Work item |
Retype, exactly as they appear below, the lines between the line holding "On the screen shown above, can you pinpoint the sky?" and the line holding "On the screen shown above, can you pinpoint the cumulus", both ends included.

Dataset extract |
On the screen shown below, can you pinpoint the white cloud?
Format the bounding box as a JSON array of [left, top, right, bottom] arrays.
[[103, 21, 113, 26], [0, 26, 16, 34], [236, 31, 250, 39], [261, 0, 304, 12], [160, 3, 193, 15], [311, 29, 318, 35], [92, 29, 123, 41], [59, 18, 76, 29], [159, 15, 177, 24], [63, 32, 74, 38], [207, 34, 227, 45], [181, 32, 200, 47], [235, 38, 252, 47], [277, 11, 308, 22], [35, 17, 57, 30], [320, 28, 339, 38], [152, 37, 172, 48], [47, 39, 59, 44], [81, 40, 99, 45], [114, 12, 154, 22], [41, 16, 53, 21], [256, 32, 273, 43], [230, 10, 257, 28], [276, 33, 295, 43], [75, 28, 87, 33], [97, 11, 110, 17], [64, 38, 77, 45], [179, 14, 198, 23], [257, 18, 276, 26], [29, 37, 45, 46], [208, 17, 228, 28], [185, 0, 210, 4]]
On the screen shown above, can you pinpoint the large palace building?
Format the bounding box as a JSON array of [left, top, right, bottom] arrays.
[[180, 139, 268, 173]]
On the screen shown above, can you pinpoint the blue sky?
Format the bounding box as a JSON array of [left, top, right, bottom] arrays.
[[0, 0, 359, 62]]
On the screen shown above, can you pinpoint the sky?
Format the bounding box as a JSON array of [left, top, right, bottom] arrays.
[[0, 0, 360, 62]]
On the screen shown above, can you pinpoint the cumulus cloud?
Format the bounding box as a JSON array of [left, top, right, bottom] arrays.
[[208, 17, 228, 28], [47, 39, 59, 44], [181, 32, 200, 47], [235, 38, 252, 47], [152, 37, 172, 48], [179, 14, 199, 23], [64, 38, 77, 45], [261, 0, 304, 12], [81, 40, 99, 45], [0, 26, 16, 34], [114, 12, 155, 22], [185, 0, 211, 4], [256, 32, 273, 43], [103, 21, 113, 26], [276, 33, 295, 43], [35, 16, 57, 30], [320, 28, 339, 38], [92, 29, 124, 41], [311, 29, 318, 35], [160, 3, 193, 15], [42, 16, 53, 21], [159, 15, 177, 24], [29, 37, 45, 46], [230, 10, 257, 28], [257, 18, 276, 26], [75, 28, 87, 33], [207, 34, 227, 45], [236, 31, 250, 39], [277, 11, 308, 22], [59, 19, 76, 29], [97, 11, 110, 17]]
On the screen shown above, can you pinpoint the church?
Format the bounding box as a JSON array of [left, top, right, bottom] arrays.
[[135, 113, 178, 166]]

Result of this task |
On the screen shown above, can you pinpoint the sky?
Format the bounding box as a JSON array of [left, top, right, bottom] arrays.
[[0, 0, 360, 62]]
On the screen shown above, can you pinpoint the cumulus cloud?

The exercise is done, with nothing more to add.